- [TASK PROMPT]: Images aside, the whole listing should be written out word for word.

- [INFORMATION GIVEN]:

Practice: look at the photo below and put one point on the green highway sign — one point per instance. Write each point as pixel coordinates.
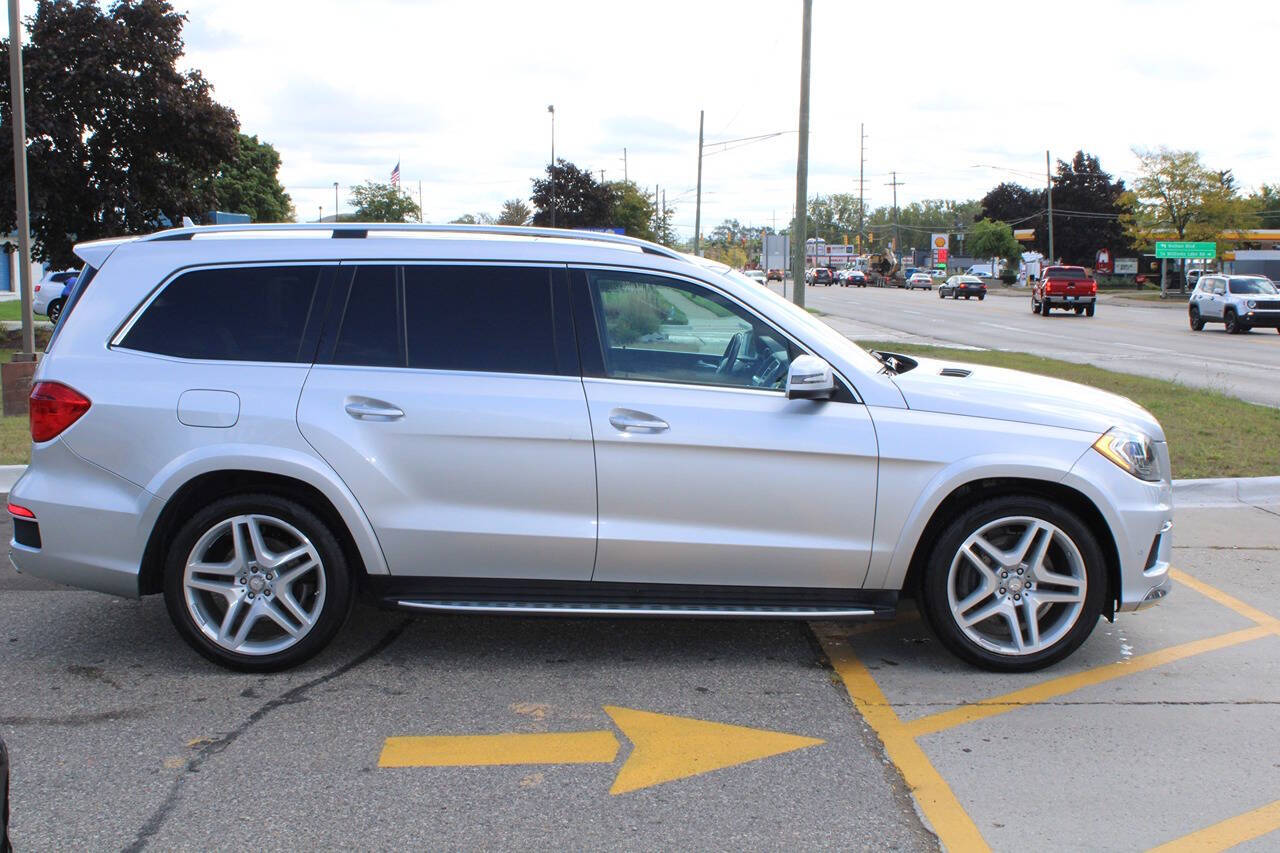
(1182, 249)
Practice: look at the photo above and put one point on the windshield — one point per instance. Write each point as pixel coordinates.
(808, 325)
(1258, 286)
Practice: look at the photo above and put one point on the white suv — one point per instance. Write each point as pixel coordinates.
(259, 422)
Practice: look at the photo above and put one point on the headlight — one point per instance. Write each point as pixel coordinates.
(1130, 451)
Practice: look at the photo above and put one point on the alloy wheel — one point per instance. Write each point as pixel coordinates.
(1016, 585)
(254, 584)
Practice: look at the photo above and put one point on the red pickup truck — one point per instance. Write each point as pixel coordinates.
(1066, 287)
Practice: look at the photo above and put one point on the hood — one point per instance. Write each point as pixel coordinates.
(1013, 395)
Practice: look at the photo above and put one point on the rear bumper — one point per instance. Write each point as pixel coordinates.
(94, 525)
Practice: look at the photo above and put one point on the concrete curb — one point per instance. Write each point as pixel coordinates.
(1226, 491)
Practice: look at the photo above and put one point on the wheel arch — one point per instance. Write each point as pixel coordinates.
(205, 488)
(982, 489)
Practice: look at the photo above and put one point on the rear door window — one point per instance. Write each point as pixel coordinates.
(233, 314)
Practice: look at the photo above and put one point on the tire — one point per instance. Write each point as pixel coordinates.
(236, 615)
(961, 579)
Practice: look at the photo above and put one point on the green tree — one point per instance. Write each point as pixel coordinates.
(993, 240)
(248, 182)
(119, 141)
(632, 210)
(1175, 195)
(383, 203)
(515, 211)
(580, 200)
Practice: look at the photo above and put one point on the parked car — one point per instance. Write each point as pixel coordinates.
(49, 290)
(501, 436)
(965, 286)
(1239, 302)
(1066, 287)
(818, 276)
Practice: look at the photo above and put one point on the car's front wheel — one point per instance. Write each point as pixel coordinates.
(1014, 584)
(256, 583)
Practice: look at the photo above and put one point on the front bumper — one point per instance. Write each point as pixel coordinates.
(1141, 518)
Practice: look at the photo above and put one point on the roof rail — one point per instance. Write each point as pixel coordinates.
(362, 228)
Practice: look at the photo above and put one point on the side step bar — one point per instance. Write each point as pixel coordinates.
(666, 611)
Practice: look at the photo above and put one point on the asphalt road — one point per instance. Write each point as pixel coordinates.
(1125, 336)
(1161, 726)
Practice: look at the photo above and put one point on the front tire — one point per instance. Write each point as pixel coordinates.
(256, 583)
(1014, 584)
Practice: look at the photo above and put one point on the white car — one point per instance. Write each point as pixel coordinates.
(521, 420)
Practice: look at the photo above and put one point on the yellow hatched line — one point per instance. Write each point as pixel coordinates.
(952, 824)
(1229, 833)
(1069, 683)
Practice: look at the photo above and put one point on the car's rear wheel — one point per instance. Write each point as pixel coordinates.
(1014, 584)
(256, 583)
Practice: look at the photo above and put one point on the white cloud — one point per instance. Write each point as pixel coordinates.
(458, 92)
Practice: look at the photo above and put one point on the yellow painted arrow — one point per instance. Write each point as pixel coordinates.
(664, 748)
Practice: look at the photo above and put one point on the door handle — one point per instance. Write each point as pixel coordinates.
(366, 409)
(636, 422)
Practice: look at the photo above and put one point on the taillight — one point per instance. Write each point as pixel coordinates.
(54, 407)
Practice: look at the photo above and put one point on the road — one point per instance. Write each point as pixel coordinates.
(1160, 728)
(1125, 336)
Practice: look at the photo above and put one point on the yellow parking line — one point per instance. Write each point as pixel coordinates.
(1229, 833)
(951, 822)
(1251, 614)
(1069, 683)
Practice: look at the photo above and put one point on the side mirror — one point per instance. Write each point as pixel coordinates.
(810, 378)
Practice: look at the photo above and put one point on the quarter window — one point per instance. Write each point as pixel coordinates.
(659, 329)
(233, 314)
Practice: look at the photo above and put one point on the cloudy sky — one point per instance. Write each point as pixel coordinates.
(955, 96)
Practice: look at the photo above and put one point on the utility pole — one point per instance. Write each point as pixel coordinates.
(551, 108)
(1048, 186)
(698, 209)
(19, 182)
(895, 183)
(801, 217)
(862, 165)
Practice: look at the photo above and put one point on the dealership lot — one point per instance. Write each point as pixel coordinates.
(1160, 728)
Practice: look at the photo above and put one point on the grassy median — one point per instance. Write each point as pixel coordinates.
(1210, 434)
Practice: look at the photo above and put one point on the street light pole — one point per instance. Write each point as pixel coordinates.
(19, 182)
(801, 210)
(551, 108)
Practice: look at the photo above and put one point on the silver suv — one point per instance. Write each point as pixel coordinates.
(261, 422)
(1240, 302)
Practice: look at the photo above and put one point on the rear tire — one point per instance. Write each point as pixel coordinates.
(256, 583)
(1014, 584)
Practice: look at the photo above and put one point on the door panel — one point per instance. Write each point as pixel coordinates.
(443, 419)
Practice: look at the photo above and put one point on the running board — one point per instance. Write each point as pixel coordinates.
(513, 596)
(597, 609)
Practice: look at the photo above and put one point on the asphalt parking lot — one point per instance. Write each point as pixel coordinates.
(496, 733)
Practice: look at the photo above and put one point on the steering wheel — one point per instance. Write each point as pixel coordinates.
(736, 345)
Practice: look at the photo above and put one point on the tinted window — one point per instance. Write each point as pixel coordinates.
(368, 333)
(480, 318)
(236, 314)
(667, 331)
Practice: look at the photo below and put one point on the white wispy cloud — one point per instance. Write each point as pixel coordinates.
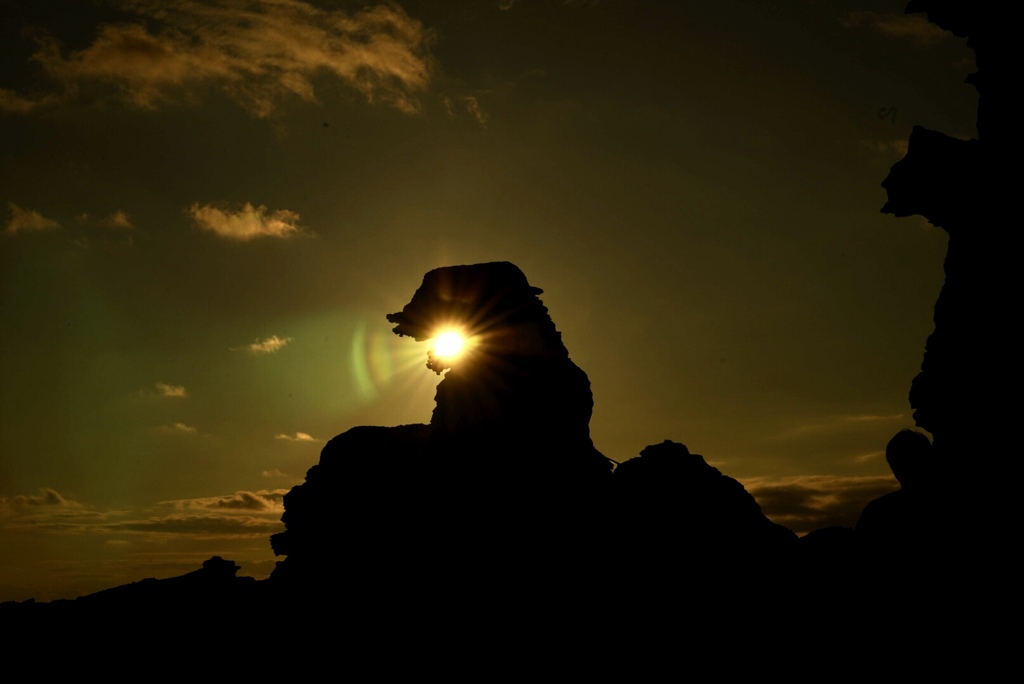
(259, 53)
(265, 346)
(20, 220)
(914, 28)
(298, 436)
(177, 391)
(246, 223)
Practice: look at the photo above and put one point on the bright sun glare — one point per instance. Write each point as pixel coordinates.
(449, 344)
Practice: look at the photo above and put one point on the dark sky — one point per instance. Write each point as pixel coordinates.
(210, 207)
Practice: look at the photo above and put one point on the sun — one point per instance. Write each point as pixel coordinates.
(449, 344)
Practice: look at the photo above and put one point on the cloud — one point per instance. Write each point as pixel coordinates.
(244, 514)
(26, 219)
(180, 427)
(273, 473)
(264, 500)
(259, 53)
(247, 223)
(177, 391)
(812, 502)
(914, 28)
(264, 346)
(299, 436)
(118, 219)
(46, 500)
(842, 423)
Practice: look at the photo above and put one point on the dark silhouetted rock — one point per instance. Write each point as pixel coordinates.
(505, 473)
(964, 394)
(673, 508)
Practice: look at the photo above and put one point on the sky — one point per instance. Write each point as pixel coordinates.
(208, 208)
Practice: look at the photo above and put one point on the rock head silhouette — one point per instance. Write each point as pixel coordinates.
(502, 512)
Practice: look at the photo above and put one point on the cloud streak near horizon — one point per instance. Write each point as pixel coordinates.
(247, 223)
(267, 345)
(258, 53)
(22, 220)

- [SOLUTION FOR THIS TASK]:
Practice: look at the photo below and put one point on the green highway sign — one point per instance. Write each point as pixel coordinates.
(1182, 249)
Practice: look at the photo above and put one point on the windshield — one point per instance. Write each point as pixel coordinates.
(808, 325)
(1258, 286)
Practice: look at the photo above and put one point on the white suv — one point per instance. Write each point as pixel coordinates.
(259, 422)
Practice: look at the photo above and put one point on the headlight — one point per instance. Write each point as pixel coordinates.
(1130, 451)
Practice: look at the photo above and put one point on the alloy wheel — one point per instance. Write each point as pixel coordinates.
(1016, 585)
(254, 584)
Practice: look at the photo above and put one point on the red pickup truck — one point per instance. Write each point as pixel coordinates.
(1066, 287)
Practice: look at the photo above and put one point on the hood — one point per instance. Write each point as pixel coordinates.
(1013, 395)
Practice: look at the photo above and put one point on the rear bumper — one point per instance. Write each point as pixel coordinates.
(94, 525)
Practice: look at the photo above and put one point on the concrete curb — one point per instance. Write each point as pixel coordinates.
(1226, 491)
Practice: look at the photo above and put one point on the wheel arch — one point per instance. Write each point as pixel coordinates.
(205, 488)
(982, 489)
Practice: look at the photo above and put one point on the rear door window — one point per instance. Write each point as pixel coordinates.
(233, 314)
Practice: look at the photo above and put one point on the tire — one point per instance. Write each point as pixel coordinates.
(236, 615)
(961, 579)
Practice: look at the photo above and put one point on the green tree — one point per instance. Write each point as pixel coordinates.
(993, 240)
(248, 182)
(119, 141)
(632, 210)
(1175, 195)
(383, 203)
(515, 211)
(580, 200)
Practice: look at the photo above and put one point on the parked car — one point per instance. Write each point as pixel coordinates.
(49, 290)
(501, 436)
(965, 286)
(1239, 302)
(1066, 287)
(818, 276)
Practice: look at the photo above and put one point on the car's front wheel — one point per instance. Write each point as pixel coordinates.
(1014, 584)
(256, 583)
Practice: look at the photo above and put one point on the front bumper — one point per instance. Write each point as pixel coordinates.
(1141, 518)
Practice: look at the photo above and put one point on the roof rail — one point per instance. Write each point as pixel coordinates.
(362, 228)
Practice: look at the photo above and put one point on the side step bar — one point per instance. Write each point as pixel coordinates.
(666, 611)
Practice: look at the photo above and put one point on the asphalt road — one point per instance. Write each point as pixel coordinates.
(1125, 336)
(1161, 726)
Practice: look at the photo above and put one point on the front tire — one point per instance. Write each point as pixel coordinates.
(256, 583)
(1014, 584)
Practice: look at the photo above and put one point on the white car — one point per instance. Write each point as pixel coordinates.
(521, 420)
Practice: look at the photo above and put one point on the yellow hatched line — one point per instance. Write each point as pixel coordinates.
(952, 824)
(1229, 833)
(1069, 683)
Practice: look at the photo above and put one point on the car's rear wheel — one point per instance. Write each point as pixel coordinates.
(1014, 584)
(256, 583)
Practice: look at the photo above and put one point on the white cloud — one point per instance. Write each point as pixel coordinates.
(458, 92)
Practice: look at the photo above and put one point on the yellow painted arrow — one point per instance. Write each point as pixel coordinates.
(664, 748)
Practice: look at the photo above and put one point on the door handle — one point per instance. Write each point as pixel coordinates.
(366, 409)
(636, 422)
Practice: look at the photo above and put one point on the taillight — one point per instance. Write each point as pixel coordinates.
(54, 407)
Practice: look at the photo above and put one point on the road — one point per instance. Write each point as pixel coordinates.
(1160, 728)
(1125, 336)
Practice: look at the photo above and put one point on the yellow parking line — one point per instance. Write each point as pixel coordinates.
(1229, 833)
(951, 822)
(1251, 614)
(1069, 683)
Practice: look at the photo above and put one point on the side mirror — one point per instance. Write each point as pixel coordinates.
(810, 378)
Practice: look at the photo above and put one point on the quarter window — one point per instance. Write each point as pixel coordinates.
(659, 329)
(233, 314)
Practice: look at the photo above and put one point on the cloudy sky — one point per instance. Write each point as pixel coordinates.
(955, 96)
Practice: look at the photo above and put one point on the utility pole — one point per instance. Write each point as pixel coordinates.
(551, 108)
(1048, 186)
(698, 209)
(19, 182)
(895, 183)
(801, 217)
(862, 165)
Practice: look at the photo above and put one point on the dealership lot — one point per instance. Write each point as pixel coordinates.
(1160, 728)
Practice: look at the photo above and put one point on the grassy median — one point per instance. Write each point as pixel coordinates.
(1210, 434)
Practice: look at the photo above and put one point on the street light pole — one point per instance. Write each point as pixel coordinates.
(19, 182)
(801, 210)
(551, 108)
Practice: look at the photo above and put one point on the silver suv — one point per instance. Write each point as pixel coordinates.
(261, 422)
(1240, 302)
Practice: look at the photo above and put one point on the rear tire — one point per instance. Write each point as pixel coordinates.
(256, 583)
(1014, 584)
Practice: look at the photo above and put one point on the door panel — one point per instance. Write each point as pixel coordinates.
(443, 419)
Practice: look at the photo above and put one point on the running board — one point per instance. Write each point as pixel coordinates.
(513, 596)
(597, 609)
Practice: look at the photo above and put one point on the asphalt parking lot — one point per instance. Write each point as pixel coordinates.
(496, 733)
Practice: look at the photo above and put one point on the steering wheel — one point per instance. Write each point as pixel coordinates.
(736, 345)
Practice: look at the photo above and put one point on the tinted window — one point per instance. Write each point as pixel coordinates.
(368, 333)
(480, 318)
(236, 314)
(667, 331)
Practice: look at the photo below and put one point on the white wispy cloud — one point per instance. Write each point as pixel coordinates.
(259, 53)
(265, 346)
(20, 220)
(914, 28)
(298, 436)
(177, 391)
(246, 223)
Practice: look at the photo above and put one point on the bright sun glare — one point per instance. Write each point as pixel coordinates.
(449, 344)
Practice: look at the photo above and put one point on the dark sky — one point per instance. Write each point as pixel coordinates.
(210, 207)
Practice: look at the photo above and put one point on the sun — one point per instance. Write each point as pixel coordinates.
(449, 344)
Practice: look at the photo above and put one point on the cloud — one point per instance. Write each point as pixel coordinates.
(244, 514)
(26, 219)
(180, 427)
(273, 473)
(264, 500)
(259, 53)
(247, 223)
(177, 391)
(812, 502)
(914, 28)
(264, 346)
(299, 436)
(118, 219)
(46, 500)
(842, 423)
Practice: look at the photo above and put one point on the dark silhouetted rock — one point per instance. Write each point as pixel coordinates.
(505, 473)
(964, 394)
(673, 508)
Practice: look at the photo above and put one point on the sky — one point per instance. Write each point as pixel coordinates.
(208, 208)
Practice: look at the photo above and put one point on the rock head silhouette — one point per instance. Write each point as pixel coordinates.
(502, 512)
Practice: look at the photo above and put one point on the cloud streak near horizon — one point per instance. Write each point as pixel coordinates.
(247, 223)
(267, 345)
(258, 53)
(22, 220)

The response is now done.